CONSEGNA: Riscala le righe dei record dalla riga che contiene "Objective: a point on each instance of the person" fino all'ultima dei record, entrambe incluse. Riscrivile tutte, richieste comprese, moltiplicando per 1,55 ogni coordinata nelle risposte e arrotondando all'intero, con le metà per eccesso.

ELENCO DEI RECORD:
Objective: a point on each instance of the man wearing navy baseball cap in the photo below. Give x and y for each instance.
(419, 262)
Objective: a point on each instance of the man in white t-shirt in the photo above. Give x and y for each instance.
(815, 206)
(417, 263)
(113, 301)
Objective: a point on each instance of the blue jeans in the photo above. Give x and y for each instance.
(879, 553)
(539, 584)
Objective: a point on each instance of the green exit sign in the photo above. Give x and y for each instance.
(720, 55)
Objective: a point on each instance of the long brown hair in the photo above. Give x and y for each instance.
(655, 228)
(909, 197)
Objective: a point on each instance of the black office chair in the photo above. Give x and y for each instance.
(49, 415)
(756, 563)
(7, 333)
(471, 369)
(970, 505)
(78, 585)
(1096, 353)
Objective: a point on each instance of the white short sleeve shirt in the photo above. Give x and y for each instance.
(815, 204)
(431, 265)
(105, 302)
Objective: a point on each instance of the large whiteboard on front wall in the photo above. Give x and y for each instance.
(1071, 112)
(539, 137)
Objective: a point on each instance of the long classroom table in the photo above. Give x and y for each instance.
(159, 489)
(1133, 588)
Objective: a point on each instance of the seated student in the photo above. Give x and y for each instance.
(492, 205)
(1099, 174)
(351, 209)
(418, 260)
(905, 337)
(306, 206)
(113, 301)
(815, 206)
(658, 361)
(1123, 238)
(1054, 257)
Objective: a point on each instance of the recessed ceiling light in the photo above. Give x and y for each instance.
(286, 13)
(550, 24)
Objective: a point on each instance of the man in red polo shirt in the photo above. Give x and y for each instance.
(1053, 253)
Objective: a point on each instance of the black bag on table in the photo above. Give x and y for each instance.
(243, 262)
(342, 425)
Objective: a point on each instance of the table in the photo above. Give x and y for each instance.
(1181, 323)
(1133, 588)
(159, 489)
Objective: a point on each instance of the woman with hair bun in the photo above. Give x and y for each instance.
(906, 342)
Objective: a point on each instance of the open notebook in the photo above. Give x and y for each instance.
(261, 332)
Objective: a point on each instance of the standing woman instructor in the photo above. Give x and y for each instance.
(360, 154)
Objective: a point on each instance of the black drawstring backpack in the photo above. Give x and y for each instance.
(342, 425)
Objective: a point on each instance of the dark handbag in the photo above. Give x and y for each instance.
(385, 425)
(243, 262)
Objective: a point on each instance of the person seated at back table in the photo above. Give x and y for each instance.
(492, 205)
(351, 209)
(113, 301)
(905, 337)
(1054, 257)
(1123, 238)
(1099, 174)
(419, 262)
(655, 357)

SOLUZIONE:
Objective: a point on each instance of the person seated at back table in the photo above. Give x and y for each instance.
(763, 318)
(544, 324)
(175, 467)
(1403, 522)
(1634, 398)
(1741, 369)
(1703, 270)
(649, 406)
(1015, 553)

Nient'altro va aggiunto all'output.